◆ EXERCISE BRIEF
Where a line of the records holds the string "grass", copy that line.

◆ SUPPLIED DATA
===============

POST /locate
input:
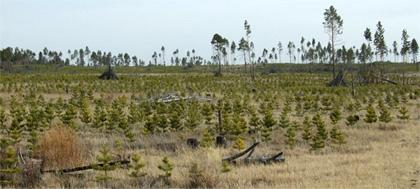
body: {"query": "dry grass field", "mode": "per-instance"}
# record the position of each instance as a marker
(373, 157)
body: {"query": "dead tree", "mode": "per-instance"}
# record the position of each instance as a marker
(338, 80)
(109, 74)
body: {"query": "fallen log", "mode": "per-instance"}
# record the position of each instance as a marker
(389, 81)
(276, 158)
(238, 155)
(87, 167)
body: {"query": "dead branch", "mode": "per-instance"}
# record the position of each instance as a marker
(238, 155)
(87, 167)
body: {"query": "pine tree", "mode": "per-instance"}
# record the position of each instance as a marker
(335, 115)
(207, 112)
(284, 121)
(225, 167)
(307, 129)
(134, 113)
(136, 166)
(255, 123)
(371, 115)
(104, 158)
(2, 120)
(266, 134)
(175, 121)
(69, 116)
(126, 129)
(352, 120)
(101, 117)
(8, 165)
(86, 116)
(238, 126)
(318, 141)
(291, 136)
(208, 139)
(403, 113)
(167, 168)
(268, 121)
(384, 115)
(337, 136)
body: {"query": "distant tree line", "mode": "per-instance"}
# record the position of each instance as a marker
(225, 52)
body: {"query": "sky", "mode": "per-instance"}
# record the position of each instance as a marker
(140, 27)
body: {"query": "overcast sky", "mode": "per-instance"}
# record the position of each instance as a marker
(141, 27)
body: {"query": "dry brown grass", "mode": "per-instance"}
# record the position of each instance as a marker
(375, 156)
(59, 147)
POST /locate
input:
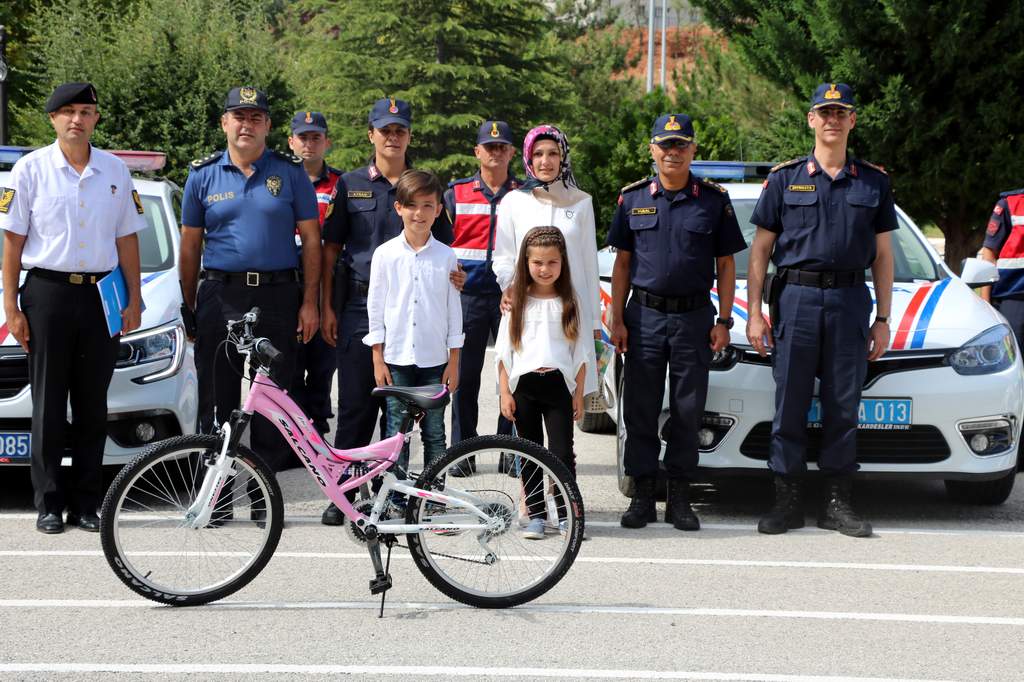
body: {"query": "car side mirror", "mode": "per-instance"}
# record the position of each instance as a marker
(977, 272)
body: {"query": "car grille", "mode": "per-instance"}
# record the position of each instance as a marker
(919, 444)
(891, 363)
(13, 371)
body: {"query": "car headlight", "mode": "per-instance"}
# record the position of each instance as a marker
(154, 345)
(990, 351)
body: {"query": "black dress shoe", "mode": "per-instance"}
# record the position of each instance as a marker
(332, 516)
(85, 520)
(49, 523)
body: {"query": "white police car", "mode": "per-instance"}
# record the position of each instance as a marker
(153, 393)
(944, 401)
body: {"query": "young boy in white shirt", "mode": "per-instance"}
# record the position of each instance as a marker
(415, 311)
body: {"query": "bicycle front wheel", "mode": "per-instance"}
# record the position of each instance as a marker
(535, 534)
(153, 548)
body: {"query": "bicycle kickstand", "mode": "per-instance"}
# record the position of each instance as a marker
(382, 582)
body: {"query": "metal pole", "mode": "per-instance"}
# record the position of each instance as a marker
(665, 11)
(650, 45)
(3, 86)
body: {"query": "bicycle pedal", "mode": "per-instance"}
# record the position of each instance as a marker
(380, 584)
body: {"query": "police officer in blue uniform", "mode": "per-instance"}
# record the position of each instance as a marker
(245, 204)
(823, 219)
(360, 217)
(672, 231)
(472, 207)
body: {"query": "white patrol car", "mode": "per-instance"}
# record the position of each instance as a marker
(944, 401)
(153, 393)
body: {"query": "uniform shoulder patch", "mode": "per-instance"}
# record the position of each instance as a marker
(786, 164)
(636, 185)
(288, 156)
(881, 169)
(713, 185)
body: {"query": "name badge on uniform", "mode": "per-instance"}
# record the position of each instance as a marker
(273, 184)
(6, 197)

===============

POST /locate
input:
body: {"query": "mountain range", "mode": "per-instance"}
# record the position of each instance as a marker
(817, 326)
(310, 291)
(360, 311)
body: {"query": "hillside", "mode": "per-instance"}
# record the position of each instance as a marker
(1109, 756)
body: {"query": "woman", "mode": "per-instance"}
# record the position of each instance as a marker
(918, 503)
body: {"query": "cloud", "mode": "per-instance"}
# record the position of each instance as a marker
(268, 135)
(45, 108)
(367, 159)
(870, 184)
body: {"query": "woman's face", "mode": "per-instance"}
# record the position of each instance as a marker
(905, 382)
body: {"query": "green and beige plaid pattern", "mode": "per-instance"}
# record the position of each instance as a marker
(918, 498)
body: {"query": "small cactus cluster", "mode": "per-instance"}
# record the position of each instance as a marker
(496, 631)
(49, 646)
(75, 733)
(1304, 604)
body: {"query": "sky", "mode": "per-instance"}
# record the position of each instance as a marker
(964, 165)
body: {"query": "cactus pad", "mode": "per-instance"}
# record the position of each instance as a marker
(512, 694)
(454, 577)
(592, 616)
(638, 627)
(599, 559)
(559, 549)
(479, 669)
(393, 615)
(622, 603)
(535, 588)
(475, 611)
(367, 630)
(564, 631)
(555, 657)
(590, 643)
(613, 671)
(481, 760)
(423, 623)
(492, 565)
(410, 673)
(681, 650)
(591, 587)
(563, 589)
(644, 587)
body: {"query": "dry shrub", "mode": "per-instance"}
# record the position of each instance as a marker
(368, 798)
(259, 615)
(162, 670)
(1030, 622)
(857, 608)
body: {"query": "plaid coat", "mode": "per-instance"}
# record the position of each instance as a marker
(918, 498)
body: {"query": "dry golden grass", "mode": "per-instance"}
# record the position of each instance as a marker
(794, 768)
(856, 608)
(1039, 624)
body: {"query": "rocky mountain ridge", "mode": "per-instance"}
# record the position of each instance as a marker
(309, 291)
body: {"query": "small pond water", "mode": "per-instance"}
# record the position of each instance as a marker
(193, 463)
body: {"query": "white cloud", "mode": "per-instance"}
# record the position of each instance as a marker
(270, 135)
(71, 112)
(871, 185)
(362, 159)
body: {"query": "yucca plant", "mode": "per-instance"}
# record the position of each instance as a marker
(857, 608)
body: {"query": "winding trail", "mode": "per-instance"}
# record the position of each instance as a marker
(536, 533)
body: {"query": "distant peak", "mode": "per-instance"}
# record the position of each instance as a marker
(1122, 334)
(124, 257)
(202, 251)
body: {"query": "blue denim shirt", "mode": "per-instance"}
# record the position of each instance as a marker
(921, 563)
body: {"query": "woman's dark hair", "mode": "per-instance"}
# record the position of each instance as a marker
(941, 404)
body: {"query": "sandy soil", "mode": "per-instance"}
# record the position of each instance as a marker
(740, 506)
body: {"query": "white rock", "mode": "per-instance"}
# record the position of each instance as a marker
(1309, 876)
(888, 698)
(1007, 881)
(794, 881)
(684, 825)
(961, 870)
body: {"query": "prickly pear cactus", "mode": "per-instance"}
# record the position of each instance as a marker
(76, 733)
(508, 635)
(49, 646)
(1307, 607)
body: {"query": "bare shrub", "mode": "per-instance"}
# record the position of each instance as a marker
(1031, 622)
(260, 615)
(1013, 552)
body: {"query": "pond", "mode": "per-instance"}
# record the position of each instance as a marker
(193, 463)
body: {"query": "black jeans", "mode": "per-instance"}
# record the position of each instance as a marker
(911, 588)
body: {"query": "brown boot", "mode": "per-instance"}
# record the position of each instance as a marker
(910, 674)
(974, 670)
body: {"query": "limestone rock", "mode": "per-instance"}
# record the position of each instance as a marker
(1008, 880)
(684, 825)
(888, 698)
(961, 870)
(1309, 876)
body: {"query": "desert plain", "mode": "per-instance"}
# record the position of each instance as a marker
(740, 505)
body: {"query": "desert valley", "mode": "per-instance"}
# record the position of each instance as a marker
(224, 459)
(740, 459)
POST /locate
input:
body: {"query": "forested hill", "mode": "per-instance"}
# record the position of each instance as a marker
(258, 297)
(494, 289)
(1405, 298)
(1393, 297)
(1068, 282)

===============

◆ WRITTEN REPLY
body: {"query": "dry grass field", "mode": "per-instance"}
body: {"query": "dry brown grass", "mode": "per-instance"}
body: {"query": "dry golden grass", "mode": "per-instance"}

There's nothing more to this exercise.